++++ AVAILABLE DATA ++++
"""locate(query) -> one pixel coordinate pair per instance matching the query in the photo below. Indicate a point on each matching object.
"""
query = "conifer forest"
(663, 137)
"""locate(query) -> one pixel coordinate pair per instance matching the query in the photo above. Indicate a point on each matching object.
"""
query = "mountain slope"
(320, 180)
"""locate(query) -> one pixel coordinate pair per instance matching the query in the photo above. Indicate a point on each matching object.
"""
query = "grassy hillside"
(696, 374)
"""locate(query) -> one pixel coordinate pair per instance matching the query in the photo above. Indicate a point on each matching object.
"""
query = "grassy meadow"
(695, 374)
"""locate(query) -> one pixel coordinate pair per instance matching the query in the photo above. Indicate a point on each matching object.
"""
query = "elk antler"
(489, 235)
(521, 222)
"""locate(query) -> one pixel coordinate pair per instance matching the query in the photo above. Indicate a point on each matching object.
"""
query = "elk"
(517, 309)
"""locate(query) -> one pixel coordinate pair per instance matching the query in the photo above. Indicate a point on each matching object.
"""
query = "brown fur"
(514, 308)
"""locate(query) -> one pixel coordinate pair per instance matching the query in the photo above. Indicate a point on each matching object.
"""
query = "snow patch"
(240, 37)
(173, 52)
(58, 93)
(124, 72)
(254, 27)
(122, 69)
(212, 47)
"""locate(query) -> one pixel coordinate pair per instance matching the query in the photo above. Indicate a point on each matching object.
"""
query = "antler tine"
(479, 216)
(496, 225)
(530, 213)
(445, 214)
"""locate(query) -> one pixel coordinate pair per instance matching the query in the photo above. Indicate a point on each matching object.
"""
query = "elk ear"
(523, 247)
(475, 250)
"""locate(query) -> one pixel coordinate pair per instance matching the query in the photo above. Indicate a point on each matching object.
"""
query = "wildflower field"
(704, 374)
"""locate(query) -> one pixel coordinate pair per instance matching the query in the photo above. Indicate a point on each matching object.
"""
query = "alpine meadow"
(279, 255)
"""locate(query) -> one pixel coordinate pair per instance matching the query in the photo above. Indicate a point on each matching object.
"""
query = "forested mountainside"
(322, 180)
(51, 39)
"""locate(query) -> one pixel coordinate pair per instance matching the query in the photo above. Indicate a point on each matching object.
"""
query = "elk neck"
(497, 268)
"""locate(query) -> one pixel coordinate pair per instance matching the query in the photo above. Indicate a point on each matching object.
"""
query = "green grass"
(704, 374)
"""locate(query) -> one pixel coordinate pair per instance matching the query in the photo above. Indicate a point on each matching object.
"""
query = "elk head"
++++
### EXERCISE AIM:
Would you output every entry exactly as it was written?

### OUTPUT OF THE EXERCISE:
"""locate(query) -> one pixel coordinate pair per instance matching the query in the photo below. Indicate a point on each matching object.
"""
query = "conifer forest"
(663, 137)
"""locate(query) -> one pixel coordinate pair per instance matching the query in the photo above. Indicate a point on each matching object.
"""
query = "mountain slope"
(320, 180)
"""locate(query) -> one pixel coordinate pair per instance matching the query in the photo above. Indicate a point on each matching object.
"""
query = "grassy hillside"
(696, 374)
"""locate(query) -> one pixel coordinate pair per instance matching the query in the photo above. Indicate a point on each matching object.
"""
query = "grassy meadow"
(695, 374)
"""locate(query) -> one pixel coordinate pair per instance matching the query in the photo above. Indicate a point on each matching object.
"""
query = "elk antler"
(489, 235)
(521, 222)
"""locate(query) -> one pixel coordinate pair per instance matching the query in the photo above. Indicate a point on each matching object.
"""
query = "elk"
(517, 309)
"""locate(query) -> one pixel coordinate pair per instance matching the query in the photo above. Indicate a point on each matching object.
"""
query = "brown fur"
(514, 308)
"""locate(query) -> one pixel coordinate pair per instance matching the query in the photo above. Indicate a point on each matching object.
"""
query = "snow patch"
(240, 37)
(173, 52)
(58, 93)
(124, 72)
(254, 27)
(122, 69)
(212, 47)
"""locate(query) -> one pixel coordinate pair per instance matching the query in the photo above. Indicate a point on each matching object.
"""
query = "antler tine"
(479, 216)
(496, 225)
(530, 213)
(445, 214)
"""locate(query) -> one pixel coordinate pair per instance matching the query in the photo above. Indicate a point on each matching object.
"""
query = "elk ear"
(523, 247)
(475, 250)
"""locate(query) -> one pixel coordinate pair per instance matching the query in the photo above. Indicate a point on each matching object.
"""
query = "wildflower field"
(704, 374)
"""locate(query) -> one pixel coordinate pair per instance matching the query in the photo above. Indicate a point on each matching object.
"""
query = "alpine meadow"
(279, 255)
"""locate(query) -> one pixel coordinate pair per instance matching the query in the photo above. Indicate a point on each matching object.
"""
query = "forested mountainside"
(322, 180)
(51, 39)
"""locate(query) -> one pixel coordinate pair per instance matching the query in the photo above. Indicate a point on each matching object.
"""
query = "elk neck"
(497, 268)
"""locate(query) -> one pixel coordinate pair per instance matching the query in the photo above. Indicate a point on each matching object.
"""
query = "green grass"
(704, 374)
"""locate(query) -> one pixel coordinate pair per instance matching the query in the photo above. Indicate a point on each matching object.
"""
query = "elk head"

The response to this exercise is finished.